THE PROBLEM: Could you print all the entries exactly?

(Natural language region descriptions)
= = = = =

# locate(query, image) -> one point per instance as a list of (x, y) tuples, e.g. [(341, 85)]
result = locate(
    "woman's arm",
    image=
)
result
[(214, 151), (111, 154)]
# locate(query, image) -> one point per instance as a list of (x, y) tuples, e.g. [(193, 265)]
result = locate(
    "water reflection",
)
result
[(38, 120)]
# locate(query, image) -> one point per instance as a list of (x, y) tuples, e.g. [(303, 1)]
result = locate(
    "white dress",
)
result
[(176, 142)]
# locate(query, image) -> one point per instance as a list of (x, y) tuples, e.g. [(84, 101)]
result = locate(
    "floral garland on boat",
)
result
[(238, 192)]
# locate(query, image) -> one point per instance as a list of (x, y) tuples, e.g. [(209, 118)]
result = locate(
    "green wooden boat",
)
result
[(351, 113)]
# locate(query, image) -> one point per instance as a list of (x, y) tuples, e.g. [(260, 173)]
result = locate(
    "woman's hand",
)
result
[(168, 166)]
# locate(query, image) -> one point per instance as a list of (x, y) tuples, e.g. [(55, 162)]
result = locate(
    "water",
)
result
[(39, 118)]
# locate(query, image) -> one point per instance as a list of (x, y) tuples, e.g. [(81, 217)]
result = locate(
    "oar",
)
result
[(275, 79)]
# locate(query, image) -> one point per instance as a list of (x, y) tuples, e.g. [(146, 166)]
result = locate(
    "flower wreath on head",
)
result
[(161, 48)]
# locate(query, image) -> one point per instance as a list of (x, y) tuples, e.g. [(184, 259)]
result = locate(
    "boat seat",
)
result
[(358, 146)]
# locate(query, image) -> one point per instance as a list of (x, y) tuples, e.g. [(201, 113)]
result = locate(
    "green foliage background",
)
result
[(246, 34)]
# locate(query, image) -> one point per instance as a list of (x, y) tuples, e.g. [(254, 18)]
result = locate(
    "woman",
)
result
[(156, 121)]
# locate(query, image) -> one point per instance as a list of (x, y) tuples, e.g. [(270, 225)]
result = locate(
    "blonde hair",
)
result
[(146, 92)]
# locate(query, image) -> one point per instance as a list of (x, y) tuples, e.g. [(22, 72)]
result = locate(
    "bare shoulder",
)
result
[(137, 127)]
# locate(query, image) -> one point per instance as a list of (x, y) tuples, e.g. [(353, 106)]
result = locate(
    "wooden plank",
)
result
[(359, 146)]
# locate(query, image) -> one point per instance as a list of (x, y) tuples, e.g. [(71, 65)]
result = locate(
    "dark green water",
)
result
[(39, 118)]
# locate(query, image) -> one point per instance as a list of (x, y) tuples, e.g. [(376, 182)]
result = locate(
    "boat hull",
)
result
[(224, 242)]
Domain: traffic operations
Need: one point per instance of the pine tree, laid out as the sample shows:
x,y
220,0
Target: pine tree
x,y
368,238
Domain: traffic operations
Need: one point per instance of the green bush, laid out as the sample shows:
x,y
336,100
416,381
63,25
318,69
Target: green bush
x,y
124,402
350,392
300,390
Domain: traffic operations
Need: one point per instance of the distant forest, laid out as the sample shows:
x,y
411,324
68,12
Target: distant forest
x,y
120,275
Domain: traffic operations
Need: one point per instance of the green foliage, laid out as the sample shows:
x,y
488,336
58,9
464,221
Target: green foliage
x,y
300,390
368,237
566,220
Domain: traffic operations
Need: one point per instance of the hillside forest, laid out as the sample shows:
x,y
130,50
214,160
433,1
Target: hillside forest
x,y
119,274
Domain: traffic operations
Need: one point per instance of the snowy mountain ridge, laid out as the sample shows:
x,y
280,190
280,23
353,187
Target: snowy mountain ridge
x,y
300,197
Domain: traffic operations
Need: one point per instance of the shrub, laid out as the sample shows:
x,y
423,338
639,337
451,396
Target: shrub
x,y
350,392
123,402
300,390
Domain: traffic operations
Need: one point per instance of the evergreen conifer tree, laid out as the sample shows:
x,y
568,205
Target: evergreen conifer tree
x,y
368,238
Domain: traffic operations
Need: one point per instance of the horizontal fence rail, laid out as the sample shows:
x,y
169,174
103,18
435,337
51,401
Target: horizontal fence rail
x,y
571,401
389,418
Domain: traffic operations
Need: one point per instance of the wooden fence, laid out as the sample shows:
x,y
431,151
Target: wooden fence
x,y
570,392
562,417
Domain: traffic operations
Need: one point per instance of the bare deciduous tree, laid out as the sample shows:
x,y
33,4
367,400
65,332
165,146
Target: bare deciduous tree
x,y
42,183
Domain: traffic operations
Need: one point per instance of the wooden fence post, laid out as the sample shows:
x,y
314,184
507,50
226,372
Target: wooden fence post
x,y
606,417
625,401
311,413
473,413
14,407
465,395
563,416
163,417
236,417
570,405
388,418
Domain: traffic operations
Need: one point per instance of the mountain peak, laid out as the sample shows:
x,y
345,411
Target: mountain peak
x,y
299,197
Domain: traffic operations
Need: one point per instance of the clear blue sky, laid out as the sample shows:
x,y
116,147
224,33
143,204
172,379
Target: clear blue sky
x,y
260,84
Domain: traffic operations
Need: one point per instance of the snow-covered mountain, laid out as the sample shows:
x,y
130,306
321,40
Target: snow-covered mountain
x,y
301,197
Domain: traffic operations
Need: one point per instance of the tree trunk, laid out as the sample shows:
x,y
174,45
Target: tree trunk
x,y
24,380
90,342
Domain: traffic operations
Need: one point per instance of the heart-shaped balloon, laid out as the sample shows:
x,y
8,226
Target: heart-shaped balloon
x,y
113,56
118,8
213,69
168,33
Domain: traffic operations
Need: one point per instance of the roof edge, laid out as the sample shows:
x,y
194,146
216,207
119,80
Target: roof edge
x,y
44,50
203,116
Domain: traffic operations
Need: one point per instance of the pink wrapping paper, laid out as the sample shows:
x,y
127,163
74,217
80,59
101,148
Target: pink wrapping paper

= = = = =

FINISHED TASK:
# locate(query, image) -> one point per instance as a list of (x, y) tuples, e.g. [(341, 85)]
result = locate(
    "woman's arm",
    image=
)
result
[(214, 151), (111, 154)]
# locate(query, image) -> one point per instance as a list of (x, y) tuples, e.g. [(193, 265)]
result = locate(
    "water reflection",
)
result
[(38, 120)]
# locate(query, image) -> one point per instance as a list of (x, y) tuples, e.g. [(303, 1)]
result = locate(
    "white dress",
)
result
[(176, 142)]
# locate(query, image) -> one point per instance as a list of (x, y) tuples, e.g. [(84, 101)]
result = locate(
    "floral garland on boat",
)
result
[(238, 192)]
# locate(query, image) -> one point per instance as a list of (x, y) tuples, e.g. [(209, 118)]
result = locate(
    "green wooden boat",
)
result
[(351, 113)]
# locate(query, image) -> one point per instance as a list of (x, y) tuples, e.g. [(260, 173)]
result = locate(
    "woman's hand",
)
result
[(168, 166)]
# locate(query, image) -> one point per instance as a list of (x, y) tuples, e.g. [(55, 162)]
result = locate(
    "water",
)
result
[(39, 118)]
# locate(query, image) -> one point per instance as a list of (x, y) tuples, e.g. [(81, 217)]
result = locate(
    "oar",
)
result
[(275, 79)]
# locate(query, image) -> one point per instance as a list of (x, y) tuples, e.g. [(146, 166)]
result = locate(
    "flower wreath on head",
)
result
[(161, 48)]
# locate(query, image) -> one point per instance as a list of (x, y) tuples, e.g. [(184, 259)]
result = locate(
    "boat seat",
)
result
[(358, 146)]
# locate(query, image) -> one point per instance as a list of (x, y) tuples, e.g. [(201, 113)]
result = locate(
    "green foliage background",
)
result
[(246, 34)]
# locate(query, image) -> one point per instance as a list of (x, y) tuples, e.g. [(254, 18)]
result = locate(
    "woman",
)
result
[(156, 121)]
# locate(query, image) -> one point per instance as a list of (x, y) tuples, e.g. [(270, 225)]
result = locate(
    "blonde hair",
)
result
[(146, 92)]
# locate(query, image) -> one point per instance as a list of (x, y) tuples, e.g. [(22, 72)]
result = locate(
    "bare shoulder",
)
result
[(137, 127)]
# locate(query, image) -> one point per instance as a list of (x, y) tuples, e.g. [(353, 106)]
result = locate(
    "wooden plank",
)
result
[(359, 146)]
# locate(query, image) -> one point per instance as a list of (x, y) tuples, e.g. [(71, 65)]
result = locate(
    "dark green water",
)
result
[(39, 118)]
# locate(query, image) -> one point per instance as a list of (x, y) tuples, e.g. [(376, 182)]
result = locate(
    "boat hull",
)
result
[(224, 242)]
Domain: traffic operations
Need: one point per instance of the pine tree, laid out as the sample shows:
x,y
220,0
Target: pine tree
x,y
368,238
Domain: traffic operations
Need: one point per instance of the green bush, laid out as the sample shows:
x,y
336,100
416,381
63,25
318,69
Target: green bush
x,y
124,402
350,392
300,390
Domain: traffic operations
Need: one point per instance of the distant forest, laid out as the sample shows:
x,y
411,324
68,12
Target: distant forest
x,y
120,275
Domain: traffic operations
Need: one point per instance of the green foliage, laid out as the sample shows:
x,y
488,336
58,9
464,221
Target: green foliage
x,y
300,390
368,237
566,220
Domain: traffic operations
Need: one point per instance of the hillside forest, laid out as the sample shows:
x,y
130,50
214,160
433,1
Target: hillside forest
x,y
119,274
Domain: traffic operations
Need: one point per instance of the snowy mountain ridge, laid out as the sample shows:
x,y
280,190
280,23
353,187
Target: snowy mountain ridge
x,y
300,197
Domain: traffic operations
Need: one point per instance of the shrub, laid out as the sample shows:
x,y
423,338
639,337
451,396
Target: shrub
x,y
350,392
123,402
300,390
Domain: traffic operations
Need: one point per instance of the evergreen conifer tree, laid out as the sample shows:
x,y
568,205
Target: evergreen conifer tree
x,y
368,238
Domain: traffic operations
Need: one point per instance of the horizontal fence rail, laid out as the sample shows:
x,y
169,174
103,18
435,337
51,401
Target: horizontal fence rail
x,y
571,401
389,418
Domain: traffic operations
Need: one point per instance of the wooden fence, laid out as the sample shows:
x,y
431,151
Target: wooden fence
x,y
570,392
562,417
Domain: traffic operations
Need: one point per instance of the bare deciduous tree, laid out as the sample shows:
x,y
33,4
367,400
65,332
165,146
Target: bare deciduous tree
x,y
42,183
Domain: traffic operations
Need: one point per instance of the wooden fence post, laid out as the sample shows:
x,y
314,184
507,50
226,372
Target: wooden fence post
x,y
606,417
625,401
311,413
473,413
14,407
465,395
563,416
163,417
236,417
570,405
388,418
Domain: traffic operations
Need: one point per instance of the mountain peak, laid out as the sample shows:
x,y
345,411
Target: mountain peak
x,y
299,197
Domain: traffic operations
Need: one point per instance of the clear blue sky, laid out as the sample shows:
x,y
116,147
224,33
143,204
172,379
Target: clear blue sky
x,y
260,84
Domain: traffic operations
Need: one point per instance of the snow-covered mountain, laid out as the sample shows:
x,y
130,306
321,40
Target: snow-covered mountain
x,y
301,197
Domain: traffic operations
Need: one point per instance of the tree trunk, laid out as the sample shows:
x,y
174,45
Target: tree trunk
x,y
24,380
90,342
Domain: traffic operations
Need: one point per instance of the heart-shaped balloon, laid out as the sample shows:
x,y
8,226
Target: heart-shaped balloon
x,y
113,56
118,8
213,69
168,33
Domain: traffic operations
Need: one point per instance of the roof edge, laid out as the sample shows:
x,y
194,146
216,207
119,80
Target: roof edge
x,y
44,50
203,116
Domain: traffic operations
Need: one point per instance of the pink wrapping paper, laid out as the sample shows:
x,y
127,163
74,217
80,59
101,148
Target: pink wrapping paper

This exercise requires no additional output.